• Your goal: According to the text on President Bush's collapse, what was the result of his electrocardiogram?
Top of Study text
Comment: During the episode Bush had the appearance of a man suffering an inferior-wall myocardial infarction. An electrocardiogram was, however, normal. It's not clear what the Japanese Prime Minister thought of all this. One is left to ponder the immortal line from the immortal movie Animal House: "Flounder, you didn't just throw up in front of Dean Wormer, you threw up on Dean Wormer!"
Interestingly, Bush's son George W. Bush also suffered a syncopal episode while President.
January 9, 1992 
Q. Mr. President, people all around the world yesterday saw some very disturbing video of you collapsing in apparently very severe distress that many of us are not accustomed to when we see people with the flu. Can you describe what you were experiencing there? And also, can you say that your doctors have conclusively ruled out anything other than the flu, or will there be further tests?
Bottom of Study text
Top of Record set
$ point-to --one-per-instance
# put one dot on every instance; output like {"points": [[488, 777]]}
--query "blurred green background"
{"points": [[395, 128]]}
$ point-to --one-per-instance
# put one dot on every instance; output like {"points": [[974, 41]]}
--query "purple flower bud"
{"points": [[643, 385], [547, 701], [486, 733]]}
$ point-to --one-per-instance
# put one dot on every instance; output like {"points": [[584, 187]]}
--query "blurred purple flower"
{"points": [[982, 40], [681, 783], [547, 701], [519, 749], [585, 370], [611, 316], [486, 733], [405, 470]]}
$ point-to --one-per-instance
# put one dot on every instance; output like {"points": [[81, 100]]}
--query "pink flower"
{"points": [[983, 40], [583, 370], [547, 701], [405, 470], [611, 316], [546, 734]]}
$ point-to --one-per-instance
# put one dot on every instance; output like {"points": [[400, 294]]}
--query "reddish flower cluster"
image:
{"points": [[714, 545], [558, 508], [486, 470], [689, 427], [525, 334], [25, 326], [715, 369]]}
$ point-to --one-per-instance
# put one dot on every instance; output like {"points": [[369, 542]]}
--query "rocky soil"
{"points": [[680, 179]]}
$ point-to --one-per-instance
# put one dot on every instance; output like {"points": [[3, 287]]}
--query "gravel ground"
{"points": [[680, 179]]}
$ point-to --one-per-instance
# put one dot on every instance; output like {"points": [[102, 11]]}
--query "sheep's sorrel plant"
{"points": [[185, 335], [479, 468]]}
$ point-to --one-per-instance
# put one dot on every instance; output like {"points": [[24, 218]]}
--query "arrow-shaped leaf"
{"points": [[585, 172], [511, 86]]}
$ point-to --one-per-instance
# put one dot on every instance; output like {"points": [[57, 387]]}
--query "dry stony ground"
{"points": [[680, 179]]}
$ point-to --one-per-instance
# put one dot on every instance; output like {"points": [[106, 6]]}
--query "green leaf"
Bottom of Record set
• Response box: It was normal.